• _What is needed_:
Rewrite the lines of the entries below as a numbered list, omitting any blank lines.

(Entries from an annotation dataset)

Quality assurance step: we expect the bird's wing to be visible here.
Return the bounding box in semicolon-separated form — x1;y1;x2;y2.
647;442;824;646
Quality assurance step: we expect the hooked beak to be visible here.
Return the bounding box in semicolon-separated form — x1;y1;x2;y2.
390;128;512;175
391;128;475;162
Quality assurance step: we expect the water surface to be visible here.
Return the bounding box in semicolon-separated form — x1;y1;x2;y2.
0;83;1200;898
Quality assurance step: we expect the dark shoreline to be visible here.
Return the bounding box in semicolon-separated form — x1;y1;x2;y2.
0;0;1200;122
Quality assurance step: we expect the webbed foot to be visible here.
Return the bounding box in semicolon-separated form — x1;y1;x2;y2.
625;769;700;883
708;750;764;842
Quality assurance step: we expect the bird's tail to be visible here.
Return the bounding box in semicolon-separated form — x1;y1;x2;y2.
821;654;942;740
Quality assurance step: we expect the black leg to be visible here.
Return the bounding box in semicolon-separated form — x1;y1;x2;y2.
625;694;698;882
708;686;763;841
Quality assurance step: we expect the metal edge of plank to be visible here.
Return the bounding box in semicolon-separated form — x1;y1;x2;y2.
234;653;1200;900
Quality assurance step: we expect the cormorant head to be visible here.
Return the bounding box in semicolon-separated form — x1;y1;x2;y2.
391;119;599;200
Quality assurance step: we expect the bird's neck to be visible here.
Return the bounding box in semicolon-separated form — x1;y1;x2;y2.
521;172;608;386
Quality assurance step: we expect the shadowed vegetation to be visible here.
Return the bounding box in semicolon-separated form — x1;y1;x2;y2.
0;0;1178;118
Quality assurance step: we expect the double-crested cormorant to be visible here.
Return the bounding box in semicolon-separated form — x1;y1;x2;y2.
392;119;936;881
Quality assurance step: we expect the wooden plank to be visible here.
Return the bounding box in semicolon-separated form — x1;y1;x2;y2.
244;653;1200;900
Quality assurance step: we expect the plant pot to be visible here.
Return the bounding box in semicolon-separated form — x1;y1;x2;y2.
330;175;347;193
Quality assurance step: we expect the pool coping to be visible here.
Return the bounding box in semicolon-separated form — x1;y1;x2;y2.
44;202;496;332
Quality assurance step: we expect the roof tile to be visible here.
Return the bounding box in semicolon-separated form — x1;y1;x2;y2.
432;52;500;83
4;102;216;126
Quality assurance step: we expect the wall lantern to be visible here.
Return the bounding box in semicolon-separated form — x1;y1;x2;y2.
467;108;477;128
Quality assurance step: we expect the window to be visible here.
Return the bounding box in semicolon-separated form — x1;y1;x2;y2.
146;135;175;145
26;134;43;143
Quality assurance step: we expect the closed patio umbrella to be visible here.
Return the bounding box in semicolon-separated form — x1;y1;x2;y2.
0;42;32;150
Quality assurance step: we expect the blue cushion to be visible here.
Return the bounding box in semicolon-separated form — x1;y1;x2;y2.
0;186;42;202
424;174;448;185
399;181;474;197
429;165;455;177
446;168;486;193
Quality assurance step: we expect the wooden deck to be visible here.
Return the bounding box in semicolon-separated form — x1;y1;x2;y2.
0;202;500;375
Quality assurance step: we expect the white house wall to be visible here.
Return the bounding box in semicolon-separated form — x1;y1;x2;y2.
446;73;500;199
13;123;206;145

• _Result_:
1. Quality assurance step: we expect the bird's wing to be visible here.
2. Return the bounding box in semicolon-separated form — x1;y1;x2;y2.
3. 647;442;824;646
4. Quality assurance step: we expect the hooked beak to be visible here.
5. Return the bounding box in semicolon-separated form — x1;y1;x2;y2.
6. 390;128;512;175
7. 391;128;475;162
8. Quality assurance step: we expect the water surface to be visible here.
9. Return the bounding box in semicolon-separated form — x1;y1;x2;y2.
10. 0;83;1200;898
11. Quality assurance step: we expect the dark shoreline to be visible here.
12. Return the bounding box in semicolon-separated form — x1;y1;x2;y2.
13. 0;0;1200;122
14. Quality assurance step: we expect the webbed foot to be visible here.
15. Return the bounding box in semicolon-separated form — x1;y1;x2;y2.
16. 625;769;700;883
17. 708;750;764;842
18. Quality assurance step: we expect the bird's tail to be visible here.
19. Return the bounding box in semicolon-separated form — x1;y1;x2;y2.
20. 821;654;942;740
21. Quality assurance step: we expect the black leg to be visible here.
22. Return the bounding box in semicolon-separated form — x1;y1;x2;y2.
23. 625;694;698;882
24. 708;686;763;841
25. Quality assurance step: we expect the metal edge of plank to be visible here.
26. Return the bounding box in semicolon-separated form — x1;y1;x2;y2.
27. 234;653;1200;900
28. Quality assurance step: we expect the cormorant head to be visible here.
29. Return the bounding box in semicolon-separated form — x1;y1;x2;y2.
30. 391;119;599;200
31. Quality assurance step: we expect the bird's neck to be visible here.
32. Return the bounding box in semicolon-separated form — x1;y1;x2;y2.
33. 521;172;608;386
34. Quality assurance step: we expect the shadowed vegetation to be visible here.
35. Return the bounding box in semicolon-separated form — x1;y1;x2;y2.
36. 0;0;1178;118
37. Quality assurance step: we expect the double-crested cormorant to be visible here.
38. Return the bounding box in semicolon-separated form — x1;y1;x2;y2.
39. 392;119;936;881
40. Quality assurance step: we expect the wooden plank to be visible here.
41. Return the bounding box in semicolon-separated form — x1;y1;x2;y2.
42. 244;653;1200;900
43. Quality assurance step: we expect the plant pot to be visible here.
44. Return the bounding box in semicolon-separated form — x1;y1;x2;y2.
45. 330;175;347;193
46. Quality assurance step: we expect the pool coping to be visible here.
47. Return the bounding box in semicolon-separated form — x1;y1;x2;y2.
48. 44;202;496;332
49. Quality assurance step: we expect the roof tile to be visible here.
50. Return the bounding box in semicolon-separated form — x1;y1;x2;y2.
51. 432;52;500;83
52. 4;102;216;126
53. Quality assurance step: we expect the wall lantern to be visible here.
54. Return the bounding box in semicolon-separated form — x1;y1;x2;y2.
55. 467;108;477;128
56. Quality assurance step: we expect the window to be visible here.
57. Return the bounding box in semicolon-separated form — x1;y1;x2;y2.
58. 146;135;175;145
59. 26;134;43;143
60. Quality assurance step: we expect the closed patio umbrella to be visible here.
61. Return the bounding box in semicolon-separated form — x1;y1;x2;y2.
62. 0;42;32;150
63. Quality assurance step: we expect the blue cushion to be visible here.
64. Return the bounding box in semicolon-separated form — x1;y1;x2;y2.
65. 0;186;42;202
66. 424;174;448;185
67. 399;181;474;197
68. 429;165;455;177
69. 446;168;486;193
70. Quality assurance step: we expect the wooden deck to be visible here.
71. Return the bounding box in semicolon-separated form — x1;y1;x2;y2.
72. 0;202;500;375
73. Quality assurance step: we expect the white house wall to be visible here.
74. Return the bounding box in semicolon-separated form — x1;y1;x2;y2.
75. 446;73;500;199
76. 13;123;206;145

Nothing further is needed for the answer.